#### TASK TO COMPLETE
How many lines in the records below contain the string "hand", matching case exactly? Reply with the number only.

#### SOURCE DATA
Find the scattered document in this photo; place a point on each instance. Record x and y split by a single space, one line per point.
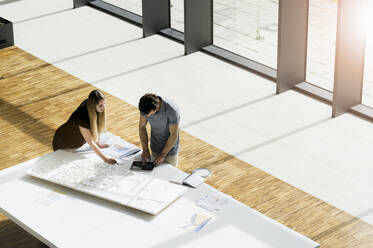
214 202
192 180
197 222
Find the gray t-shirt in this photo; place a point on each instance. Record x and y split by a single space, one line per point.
167 115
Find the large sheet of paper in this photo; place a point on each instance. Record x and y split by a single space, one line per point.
112 182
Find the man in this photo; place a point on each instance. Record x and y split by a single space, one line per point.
163 116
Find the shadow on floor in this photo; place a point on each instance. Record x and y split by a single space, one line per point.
13 236
30 126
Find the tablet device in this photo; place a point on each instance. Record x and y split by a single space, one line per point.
140 165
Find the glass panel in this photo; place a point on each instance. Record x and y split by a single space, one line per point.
368 70
248 28
133 6
322 28
177 14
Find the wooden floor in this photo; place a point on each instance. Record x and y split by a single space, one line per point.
35 98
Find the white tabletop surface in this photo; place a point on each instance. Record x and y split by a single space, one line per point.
61 217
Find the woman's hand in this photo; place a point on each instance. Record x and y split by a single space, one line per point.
102 145
145 156
159 160
110 161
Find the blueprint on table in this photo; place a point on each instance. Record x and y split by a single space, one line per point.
112 182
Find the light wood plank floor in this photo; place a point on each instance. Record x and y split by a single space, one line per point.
35 98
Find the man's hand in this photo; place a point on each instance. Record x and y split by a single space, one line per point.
110 161
159 160
145 156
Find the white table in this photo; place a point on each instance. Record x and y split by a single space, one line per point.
61 217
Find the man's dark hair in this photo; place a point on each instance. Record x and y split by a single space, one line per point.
147 103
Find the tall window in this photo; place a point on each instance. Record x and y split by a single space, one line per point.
322 28
368 70
177 14
133 6
248 28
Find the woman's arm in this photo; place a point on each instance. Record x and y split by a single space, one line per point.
89 139
144 138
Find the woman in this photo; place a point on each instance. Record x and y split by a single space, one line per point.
85 125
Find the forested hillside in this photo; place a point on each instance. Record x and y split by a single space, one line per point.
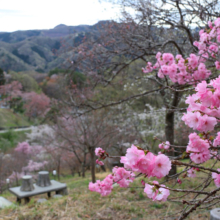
40 50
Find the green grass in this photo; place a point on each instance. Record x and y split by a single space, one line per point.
121 204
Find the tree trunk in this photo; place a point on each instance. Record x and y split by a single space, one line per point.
169 133
92 154
83 170
83 165
169 128
58 170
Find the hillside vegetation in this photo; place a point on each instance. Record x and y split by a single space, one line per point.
10 119
130 204
41 50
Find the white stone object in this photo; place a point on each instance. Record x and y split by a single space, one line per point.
41 200
57 196
215 214
55 186
43 179
4 203
27 184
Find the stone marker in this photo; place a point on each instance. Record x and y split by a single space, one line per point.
4 203
41 200
215 214
57 196
43 179
27 184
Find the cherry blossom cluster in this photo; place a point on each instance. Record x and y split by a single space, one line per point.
203 114
120 176
165 145
198 149
136 160
178 69
191 69
216 178
156 192
192 172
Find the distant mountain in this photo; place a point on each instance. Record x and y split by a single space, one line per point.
40 50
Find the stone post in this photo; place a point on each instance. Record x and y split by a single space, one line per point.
43 179
27 184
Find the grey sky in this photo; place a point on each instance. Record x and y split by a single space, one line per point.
46 14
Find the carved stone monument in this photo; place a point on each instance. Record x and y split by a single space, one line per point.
43 179
27 184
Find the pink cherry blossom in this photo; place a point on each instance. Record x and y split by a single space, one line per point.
216 178
122 177
165 145
191 173
162 166
131 158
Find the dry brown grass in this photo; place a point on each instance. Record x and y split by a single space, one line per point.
122 204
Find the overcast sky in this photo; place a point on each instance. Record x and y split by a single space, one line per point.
46 14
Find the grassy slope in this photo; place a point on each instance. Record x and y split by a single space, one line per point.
121 204
10 119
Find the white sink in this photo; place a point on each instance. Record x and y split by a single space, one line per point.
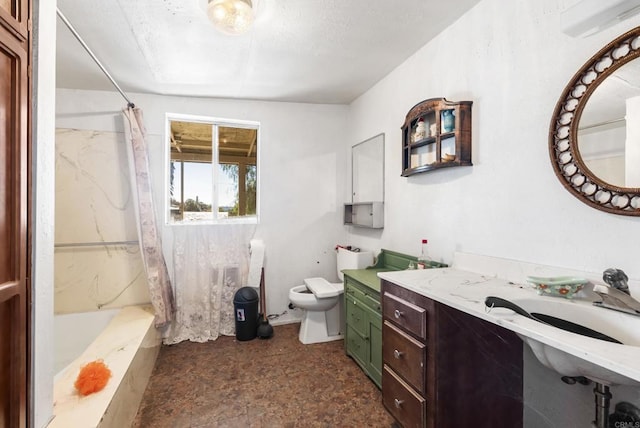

#### RESULT OF THE EXERCISE
2